- [Source data]:
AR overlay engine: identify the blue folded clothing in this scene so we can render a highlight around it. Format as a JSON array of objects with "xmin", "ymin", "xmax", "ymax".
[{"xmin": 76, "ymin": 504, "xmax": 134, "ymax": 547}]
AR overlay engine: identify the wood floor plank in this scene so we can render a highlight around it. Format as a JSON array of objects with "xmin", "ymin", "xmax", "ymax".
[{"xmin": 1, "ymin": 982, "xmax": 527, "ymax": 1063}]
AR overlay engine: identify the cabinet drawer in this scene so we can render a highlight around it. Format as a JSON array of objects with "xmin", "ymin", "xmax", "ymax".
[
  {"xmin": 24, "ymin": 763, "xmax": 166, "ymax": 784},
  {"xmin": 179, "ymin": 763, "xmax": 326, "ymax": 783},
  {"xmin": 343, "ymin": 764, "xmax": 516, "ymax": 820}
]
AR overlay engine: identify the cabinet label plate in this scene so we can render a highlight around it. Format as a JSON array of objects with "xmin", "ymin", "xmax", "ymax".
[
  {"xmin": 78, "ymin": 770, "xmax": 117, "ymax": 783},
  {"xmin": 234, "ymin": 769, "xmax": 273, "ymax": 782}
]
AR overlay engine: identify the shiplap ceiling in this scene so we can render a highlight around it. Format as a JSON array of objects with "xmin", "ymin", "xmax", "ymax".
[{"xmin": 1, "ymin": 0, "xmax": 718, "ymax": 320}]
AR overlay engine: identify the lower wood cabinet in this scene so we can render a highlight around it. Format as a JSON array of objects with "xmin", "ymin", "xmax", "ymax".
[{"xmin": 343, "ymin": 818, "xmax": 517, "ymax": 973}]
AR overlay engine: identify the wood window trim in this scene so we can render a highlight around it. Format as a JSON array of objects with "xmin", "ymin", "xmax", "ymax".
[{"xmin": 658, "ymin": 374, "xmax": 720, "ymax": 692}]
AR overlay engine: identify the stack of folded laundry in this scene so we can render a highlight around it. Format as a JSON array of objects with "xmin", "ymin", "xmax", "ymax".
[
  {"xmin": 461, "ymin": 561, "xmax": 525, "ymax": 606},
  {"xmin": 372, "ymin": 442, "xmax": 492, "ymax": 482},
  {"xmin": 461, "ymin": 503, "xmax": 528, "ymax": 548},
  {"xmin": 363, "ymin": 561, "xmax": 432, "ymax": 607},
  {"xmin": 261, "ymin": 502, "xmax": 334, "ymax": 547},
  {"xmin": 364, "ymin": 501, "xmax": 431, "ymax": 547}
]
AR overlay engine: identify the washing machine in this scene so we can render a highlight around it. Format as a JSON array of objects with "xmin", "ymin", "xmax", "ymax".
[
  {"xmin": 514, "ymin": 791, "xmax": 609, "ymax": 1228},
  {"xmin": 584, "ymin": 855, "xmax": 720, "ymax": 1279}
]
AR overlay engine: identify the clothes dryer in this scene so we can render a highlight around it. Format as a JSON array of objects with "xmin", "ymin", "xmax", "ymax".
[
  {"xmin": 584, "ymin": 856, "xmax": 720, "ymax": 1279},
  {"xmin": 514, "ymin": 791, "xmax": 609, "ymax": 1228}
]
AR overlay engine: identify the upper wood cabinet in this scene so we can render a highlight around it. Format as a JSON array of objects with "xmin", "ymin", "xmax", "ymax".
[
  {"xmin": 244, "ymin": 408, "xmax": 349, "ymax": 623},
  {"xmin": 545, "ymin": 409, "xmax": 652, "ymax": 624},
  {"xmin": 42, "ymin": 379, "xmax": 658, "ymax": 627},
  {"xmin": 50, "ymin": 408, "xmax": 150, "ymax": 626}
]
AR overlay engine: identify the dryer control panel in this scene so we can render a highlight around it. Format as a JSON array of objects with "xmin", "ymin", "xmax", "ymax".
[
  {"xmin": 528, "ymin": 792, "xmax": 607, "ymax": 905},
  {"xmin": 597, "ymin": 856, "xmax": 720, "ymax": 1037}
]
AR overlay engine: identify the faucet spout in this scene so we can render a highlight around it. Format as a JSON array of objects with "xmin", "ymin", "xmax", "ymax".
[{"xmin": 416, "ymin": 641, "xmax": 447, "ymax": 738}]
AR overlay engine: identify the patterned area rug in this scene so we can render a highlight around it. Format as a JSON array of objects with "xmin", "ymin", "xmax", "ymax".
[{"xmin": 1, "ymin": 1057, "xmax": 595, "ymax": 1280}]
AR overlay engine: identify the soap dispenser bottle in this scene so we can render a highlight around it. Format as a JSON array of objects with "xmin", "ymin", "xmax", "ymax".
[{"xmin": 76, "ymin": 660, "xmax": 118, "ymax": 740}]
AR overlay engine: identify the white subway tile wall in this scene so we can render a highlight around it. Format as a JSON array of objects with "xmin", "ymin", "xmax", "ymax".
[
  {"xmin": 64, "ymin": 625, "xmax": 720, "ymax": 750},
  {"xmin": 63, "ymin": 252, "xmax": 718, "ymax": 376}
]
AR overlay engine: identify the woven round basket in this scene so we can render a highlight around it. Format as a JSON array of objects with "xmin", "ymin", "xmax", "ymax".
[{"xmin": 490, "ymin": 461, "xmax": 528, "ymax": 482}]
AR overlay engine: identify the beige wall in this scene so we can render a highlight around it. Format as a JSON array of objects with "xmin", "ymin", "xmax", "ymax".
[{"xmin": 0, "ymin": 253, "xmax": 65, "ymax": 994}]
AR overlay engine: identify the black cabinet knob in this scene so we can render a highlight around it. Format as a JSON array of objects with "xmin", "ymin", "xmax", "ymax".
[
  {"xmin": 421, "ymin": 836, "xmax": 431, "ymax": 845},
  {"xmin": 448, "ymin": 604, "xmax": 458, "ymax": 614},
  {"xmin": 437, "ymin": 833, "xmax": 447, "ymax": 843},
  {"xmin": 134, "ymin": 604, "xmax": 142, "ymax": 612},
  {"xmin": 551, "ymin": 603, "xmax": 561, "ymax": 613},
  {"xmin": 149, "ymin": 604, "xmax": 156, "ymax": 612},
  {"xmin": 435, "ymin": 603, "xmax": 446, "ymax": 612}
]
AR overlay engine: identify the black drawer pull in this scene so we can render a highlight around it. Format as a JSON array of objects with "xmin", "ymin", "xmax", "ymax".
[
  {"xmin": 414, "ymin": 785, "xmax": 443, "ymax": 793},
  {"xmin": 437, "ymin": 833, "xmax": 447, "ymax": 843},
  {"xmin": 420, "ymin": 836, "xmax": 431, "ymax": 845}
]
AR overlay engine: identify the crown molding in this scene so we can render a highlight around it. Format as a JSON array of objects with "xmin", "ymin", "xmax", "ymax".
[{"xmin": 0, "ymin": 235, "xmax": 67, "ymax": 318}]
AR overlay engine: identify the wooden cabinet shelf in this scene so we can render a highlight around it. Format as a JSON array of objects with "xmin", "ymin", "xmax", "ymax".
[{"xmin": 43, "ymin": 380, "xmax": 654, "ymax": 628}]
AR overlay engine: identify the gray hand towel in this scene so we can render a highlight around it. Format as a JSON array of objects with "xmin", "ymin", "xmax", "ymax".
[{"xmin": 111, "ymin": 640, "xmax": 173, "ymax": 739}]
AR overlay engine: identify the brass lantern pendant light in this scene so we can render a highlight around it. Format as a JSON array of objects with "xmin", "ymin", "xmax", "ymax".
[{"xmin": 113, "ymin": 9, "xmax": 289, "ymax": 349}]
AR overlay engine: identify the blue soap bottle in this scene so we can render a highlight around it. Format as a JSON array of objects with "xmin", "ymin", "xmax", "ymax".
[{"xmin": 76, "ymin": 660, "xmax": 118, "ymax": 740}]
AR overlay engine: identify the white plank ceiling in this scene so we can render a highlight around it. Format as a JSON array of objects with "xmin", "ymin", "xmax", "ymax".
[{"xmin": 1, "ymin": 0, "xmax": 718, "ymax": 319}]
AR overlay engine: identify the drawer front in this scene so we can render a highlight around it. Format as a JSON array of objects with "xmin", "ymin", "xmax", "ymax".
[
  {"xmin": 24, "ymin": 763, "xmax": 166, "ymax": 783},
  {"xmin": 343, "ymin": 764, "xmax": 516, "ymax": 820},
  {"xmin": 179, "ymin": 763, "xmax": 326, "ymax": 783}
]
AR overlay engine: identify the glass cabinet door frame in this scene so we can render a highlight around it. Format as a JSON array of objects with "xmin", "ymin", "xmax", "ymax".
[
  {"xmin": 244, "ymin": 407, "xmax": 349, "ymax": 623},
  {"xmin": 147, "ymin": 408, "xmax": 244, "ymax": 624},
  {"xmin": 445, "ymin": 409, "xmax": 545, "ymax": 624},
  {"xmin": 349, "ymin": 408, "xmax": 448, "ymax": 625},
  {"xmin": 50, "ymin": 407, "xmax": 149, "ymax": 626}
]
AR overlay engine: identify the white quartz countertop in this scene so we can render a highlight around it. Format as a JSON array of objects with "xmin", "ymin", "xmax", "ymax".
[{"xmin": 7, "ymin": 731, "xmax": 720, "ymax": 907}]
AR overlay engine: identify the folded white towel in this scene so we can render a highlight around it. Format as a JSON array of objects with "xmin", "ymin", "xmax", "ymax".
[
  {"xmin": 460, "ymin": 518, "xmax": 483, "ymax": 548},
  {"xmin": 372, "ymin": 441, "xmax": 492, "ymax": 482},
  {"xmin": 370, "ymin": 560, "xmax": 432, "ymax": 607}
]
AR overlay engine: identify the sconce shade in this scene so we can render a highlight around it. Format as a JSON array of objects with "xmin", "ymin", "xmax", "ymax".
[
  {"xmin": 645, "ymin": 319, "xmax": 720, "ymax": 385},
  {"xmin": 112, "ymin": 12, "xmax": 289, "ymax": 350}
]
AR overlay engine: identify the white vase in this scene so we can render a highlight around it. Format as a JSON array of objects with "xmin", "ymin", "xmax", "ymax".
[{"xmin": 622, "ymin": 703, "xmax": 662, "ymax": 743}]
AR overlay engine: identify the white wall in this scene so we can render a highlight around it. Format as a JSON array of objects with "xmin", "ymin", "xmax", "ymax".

- [Task goal]:
Using the records above, please retype only the run of lines from the line holding "AR overlay engine: identify the sconce" through the last line, both ends included.

- [The completed task]:
AR overlay engine: identify the sconce shade in this scene so we can render a highlight around it. Format as a JSON array of objects with "xmin", "ymin", "xmax", "ymax".
[
  {"xmin": 645, "ymin": 319, "xmax": 720, "ymax": 385},
  {"xmin": 112, "ymin": 12, "xmax": 289, "ymax": 350}
]
AR overlay engine: identify the white vase in this scene so we can render a highlight around it. Format as a JSON array of objects with "xmin", "ymin", "xmax", "ymax".
[{"xmin": 622, "ymin": 703, "xmax": 662, "ymax": 743}]
AR overlay engine: identify the white wall in this scene so we can render a highlight around it. Format as a JSON array of objects with "xmin", "ymin", "xmax", "ymax".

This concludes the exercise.